Segmentation labeling rows:
======
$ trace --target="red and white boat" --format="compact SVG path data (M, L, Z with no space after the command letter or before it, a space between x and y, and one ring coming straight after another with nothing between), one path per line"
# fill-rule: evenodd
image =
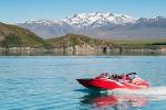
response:
M136 73L126 75L108 75L104 73L92 79L76 80L84 87L98 90L113 90L117 88L136 90L149 87L149 82L142 79Z

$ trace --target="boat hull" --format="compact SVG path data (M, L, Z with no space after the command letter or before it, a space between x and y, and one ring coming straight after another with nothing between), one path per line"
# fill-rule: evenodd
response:
M132 82L120 82L112 79L76 79L81 85L91 89L112 90L117 88L143 89L148 85L133 85Z

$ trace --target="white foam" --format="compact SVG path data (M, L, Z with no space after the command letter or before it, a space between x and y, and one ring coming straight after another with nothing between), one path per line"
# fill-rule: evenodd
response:
M166 100L166 86L153 87L153 88L142 89L142 90L114 89L114 90L102 91L101 94L144 96L148 98L148 100L159 101L159 100Z

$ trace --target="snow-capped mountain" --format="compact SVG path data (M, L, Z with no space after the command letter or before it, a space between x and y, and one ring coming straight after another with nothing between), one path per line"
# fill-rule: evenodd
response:
M133 18L114 13L81 13L62 20L32 20L18 25L41 37L56 37L69 33L94 37L133 38L166 37L166 18Z
M95 13L74 14L73 16L68 16L63 19L62 21L73 26L82 28L91 25L101 26L107 24L133 23L136 21L136 19L123 14L95 12Z

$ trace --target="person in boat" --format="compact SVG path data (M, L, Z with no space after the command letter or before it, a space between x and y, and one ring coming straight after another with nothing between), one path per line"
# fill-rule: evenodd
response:
M126 80L132 81L135 78L136 73L129 73L126 75Z

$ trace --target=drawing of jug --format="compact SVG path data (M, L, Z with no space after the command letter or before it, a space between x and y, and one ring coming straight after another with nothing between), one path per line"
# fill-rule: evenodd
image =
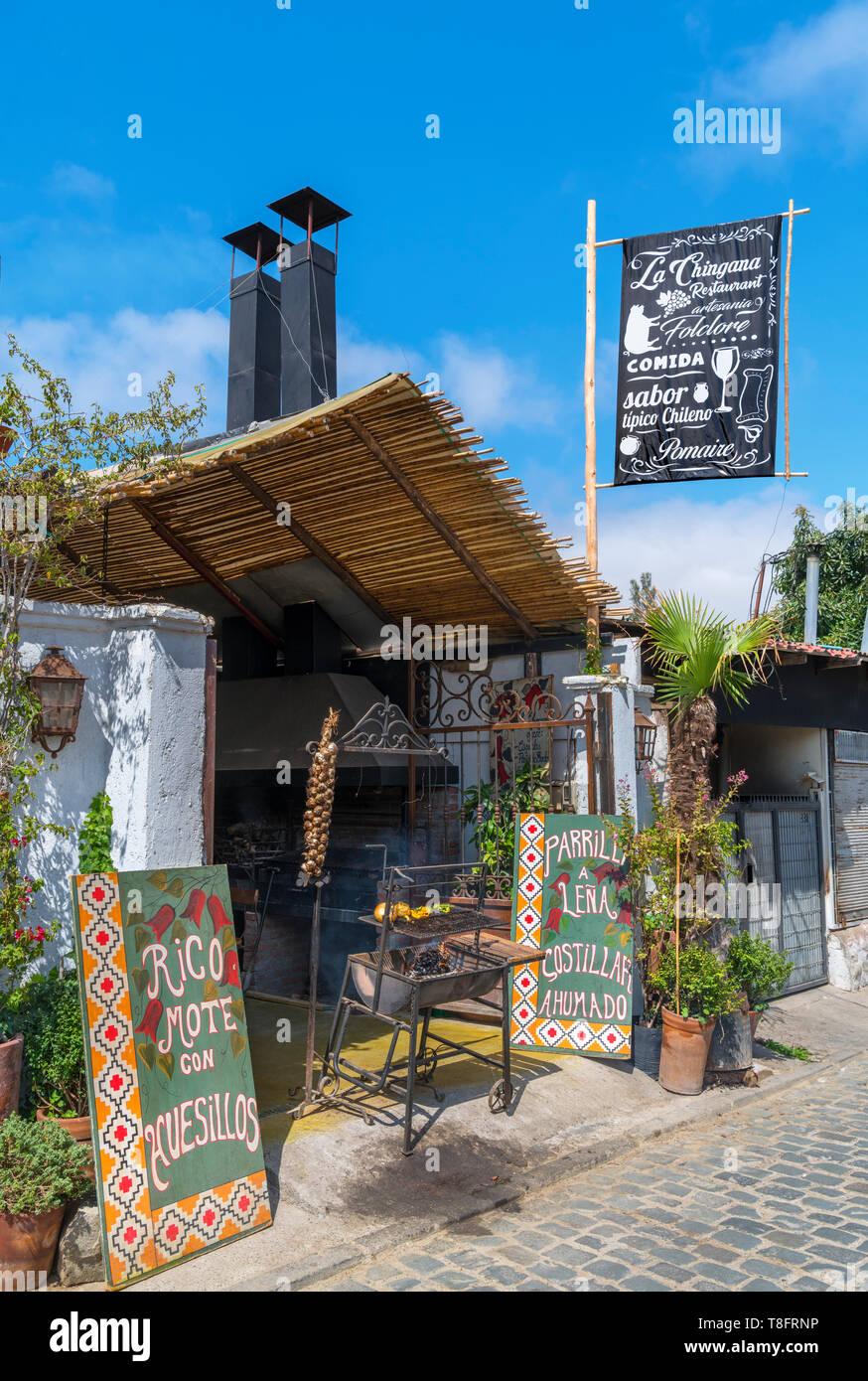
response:
M774 365L765 365L762 369L745 369L744 387L738 400L737 424L767 423L769 421L769 389Z

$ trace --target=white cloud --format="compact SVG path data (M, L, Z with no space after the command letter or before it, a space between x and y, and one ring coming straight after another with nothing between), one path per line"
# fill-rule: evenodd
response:
M606 359L609 344L603 342ZM614 354L614 345L611 345ZM454 331L442 331L424 351L366 340L346 320L338 322L338 388L349 392L392 371L408 371L415 383L429 374L473 427L556 427L569 407L544 384L530 359L506 355ZM614 394L614 381L611 381Z
M130 374L141 374L142 396L172 370L175 398L193 402L196 384L206 385L208 425L225 424L229 323L218 312L184 308L148 315L134 308L105 323L84 313L65 318L0 319L19 345L68 380L76 409L91 403L126 410L137 406ZM0 366L3 367L3 366Z
M384 374L404 371L420 383L428 373L428 366L417 351L407 352L403 345L368 341L352 322L338 319L338 392L351 394L353 388L373 384Z
M633 500L603 493L600 570L625 603L631 579L650 570L658 590L684 590L730 617L747 619L763 554L785 550L799 503L813 507L792 486L784 494L780 483L722 503L712 496L658 499L636 492ZM584 555L581 540L575 554Z
M102 173L94 173L80 163L55 163L48 191L55 196L76 196L84 202L108 202L115 196L115 184Z
M473 427L555 427L563 400L529 359L444 331L435 351L440 388Z
M807 122L814 134L829 130L846 152L868 139L868 0L782 23L738 58L716 83L751 105L780 105L785 141L791 122L799 133Z

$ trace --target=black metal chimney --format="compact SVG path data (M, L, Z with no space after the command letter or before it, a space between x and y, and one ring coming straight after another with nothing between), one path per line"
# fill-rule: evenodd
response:
M351 215L310 186L272 202L280 217L280 373L282 413L317 407L338 391L334 279L338 222ZM299 244L283 239L283 222L305 231ZM334 254L313 239L334 225Z
M277 258L277 232L262 221L225 235L255 269L232 276L229 289L229 388L226 431L280 416L280 284L262 272Z

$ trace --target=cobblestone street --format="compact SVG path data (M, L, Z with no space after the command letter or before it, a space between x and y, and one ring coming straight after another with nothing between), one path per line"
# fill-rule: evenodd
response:
M860 1056L309 1288L865 1291L867 1090Z

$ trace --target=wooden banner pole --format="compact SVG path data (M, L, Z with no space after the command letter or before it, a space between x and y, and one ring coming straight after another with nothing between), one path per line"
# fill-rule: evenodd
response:
M784 279L784 476L789 479L789 264L792 261L792 197L787 215L787 276Z
M675 836L675 1011L682 1015L682 831Z
M599 569L596 540L596 202L588 202L585 239L585 555L591 570ZM599 605L588 605L588 632L599 632Z

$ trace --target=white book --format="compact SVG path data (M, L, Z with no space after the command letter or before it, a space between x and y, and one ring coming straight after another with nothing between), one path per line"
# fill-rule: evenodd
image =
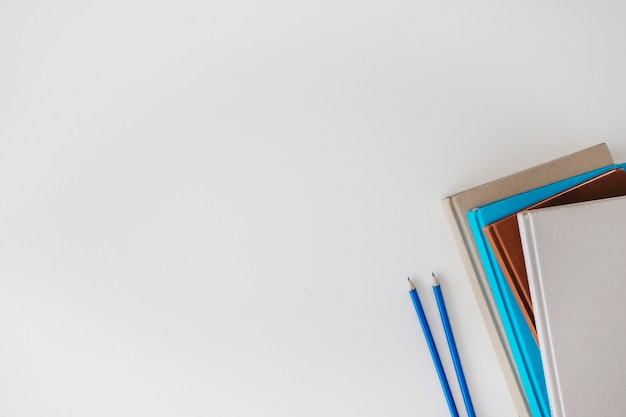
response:
M626 197L518 222L552 415L626 415Z

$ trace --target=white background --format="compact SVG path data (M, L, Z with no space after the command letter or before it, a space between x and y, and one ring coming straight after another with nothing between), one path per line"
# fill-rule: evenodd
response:
M439 275L513 416L440 199L606 141L626 5L3 1L0 415L445 416Z

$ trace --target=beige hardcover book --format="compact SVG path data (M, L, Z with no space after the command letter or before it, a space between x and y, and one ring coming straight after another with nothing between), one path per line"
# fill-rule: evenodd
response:
M470 285L520 417L531 417L530 410L472 237L467 212L493 201L612 163L611 153L606 144L602 143L442 200Z

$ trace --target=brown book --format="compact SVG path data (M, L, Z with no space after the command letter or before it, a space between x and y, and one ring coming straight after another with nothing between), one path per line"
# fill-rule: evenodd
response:
M554 207L623 195L626 195L626 172L621 168L614 168L528 206L523 210ZM520 310L526 318L528 327L530 327L537 341L537 328L528 287L528 276L526 274L522 241L517 223L517 212L485 226L483 230Z

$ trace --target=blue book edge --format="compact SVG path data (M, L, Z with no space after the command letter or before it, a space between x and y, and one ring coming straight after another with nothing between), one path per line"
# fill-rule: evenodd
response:
M500 320L504 328L513 360L517 367L528 405L533 416L550 417L550 406L539 347L508 285L506 277L491 250L483 226L520 211L573 185L586 181L612 168L625 168L626 164L613 164L575 175L551 184L525 191L475 208L467 213L470 229L487 281L491 289Z

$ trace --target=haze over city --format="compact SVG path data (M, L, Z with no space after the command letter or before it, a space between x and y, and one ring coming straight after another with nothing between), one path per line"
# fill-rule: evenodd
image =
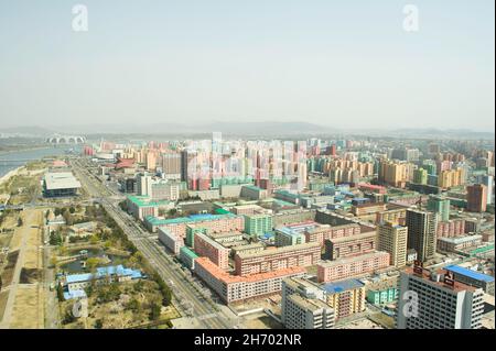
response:
M494 1L0 1L2 127L494 129ZM33 84L35 83L35 84Z
M0 0L0 340L482 350L494 8Z

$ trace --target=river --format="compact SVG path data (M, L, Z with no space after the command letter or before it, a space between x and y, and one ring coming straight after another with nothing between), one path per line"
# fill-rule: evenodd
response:
M0 152L0 177L4 176L12 169L24 166L31 161L37 161L43 157L64 155L69 150L78 152L79 147L74 145L60 145L57 147L48 146L33 150Z

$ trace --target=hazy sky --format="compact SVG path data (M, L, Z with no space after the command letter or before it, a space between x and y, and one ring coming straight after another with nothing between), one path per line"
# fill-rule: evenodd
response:
M72 30L72 7L88 32ZM420 10L406 32L403 6ZM0 0L3 127L494 129L494 0Z

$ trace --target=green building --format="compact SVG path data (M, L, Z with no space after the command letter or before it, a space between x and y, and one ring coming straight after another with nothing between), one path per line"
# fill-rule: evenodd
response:
M195 268L195 260L198 255L187 246L182 246L180 249L180 260L190 270Z
M256 237L272 231L271 215L245 215L245 232Z
M424 168L430 175L438 174L435 163L432 161L424 161L422 168Z
M432 186L438 186L438 176L434 174L428 175L428 184Z
M296 232L288 227L276 229L276 246L292 246L305 243L305 234Z
M205 228L196 228L196 227L186 226L186 240L185 240L185 243L190 248L194 248L195 246L195 234L196 233L206 234L206 229Z
M373 305L386 305L398 299L399 288L397 279L373 283L366 286L365 298Z
M419 169L413 171L413 183L427 184L427 180L428 180L427 169L419 168Z
M431 195L428 200L428 210L440 213L441 221L450 220L450 199Z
======
» Challenge
Duplicate the lines from the one containing "trace --target=haze over" through the one containing "M72 30L72 7L88", both included, without the pictures.

» Reply
$ trace --target=haze over city --format="compact SVG path data (M, L, Z with no space after the command letter or before it, a space between x and y, and one ring coming straight after another with nothing between), one path per line"
# fill-rule: evenodd
image =
response:
M494 1L0 1L2 127L494 129ZM33 84L35 83L35 84Z
M0 0L0 340L482 350L494 8Z

$ trace --target=river --format="compact SVG path data (M, L, Z with no space after the command letter or before it, a space between x and y, and one ring coming straight after another with nothing between), one path per line"
# fill-rule: evenodd
response:
M0 152L0 177L4 176L12 169L24 166L31 161L37 161L43 157L64 155L69 150L78 152L79 147L74 145L60 145L57 147L48 146L33 150Z

$ trace --target=hazy sky --format="compact SVG path data (M, L, Z with no space after the command letter or before it, a space between x and y, and one ring coming straight after another with nothing between), one path per line"
# fill-rule: evenodd
response:
M72 30L72 7L88 32ZM420 10L406 32L403 6ZM0 0L3 127L494 129L494 0Z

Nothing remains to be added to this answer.